▶ DIRECTIONS FOR THIS TASK: Look for "coordinates" in the material below and show each line that contains it.

▶ MATERIAL TO PROCESS:

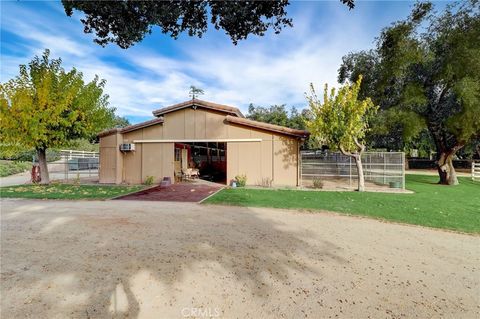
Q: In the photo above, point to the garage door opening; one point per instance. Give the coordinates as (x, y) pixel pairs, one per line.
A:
(204, 160)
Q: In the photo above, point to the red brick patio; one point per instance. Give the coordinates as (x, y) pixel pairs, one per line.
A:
(180, 192)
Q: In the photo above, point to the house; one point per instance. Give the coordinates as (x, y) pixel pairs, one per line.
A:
(215, 140)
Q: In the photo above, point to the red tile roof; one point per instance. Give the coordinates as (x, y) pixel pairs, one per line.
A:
(199, 103)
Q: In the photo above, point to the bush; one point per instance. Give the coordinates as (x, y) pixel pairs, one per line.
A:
(241, 180)
(148, 180)
(317, 183)
(8, 168)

▶ ANSWER FOR THE TASK:
Q: In the photo above, point to the garage door opening; one point per instance. Give the coordinates as (x, y) pixel pairs, one per line.
Q: In the photo above, point to the red brick patio; one point per instance. Give the coordinates as (x, y) pixel pairs, one per line.
Q: In the photo above, point to the house; one point per instance. Give the coordinates as (x, y) pixel pairs, one per line.
Q: In the photo above, point to the red tile roof; one point per instance. Give the coordinates as (x, y) pixel pairs, one per line.
Q: In the photo above, point to the bush; one point per instance. Give the coordinates as (x, y) pixel pairs, one per line.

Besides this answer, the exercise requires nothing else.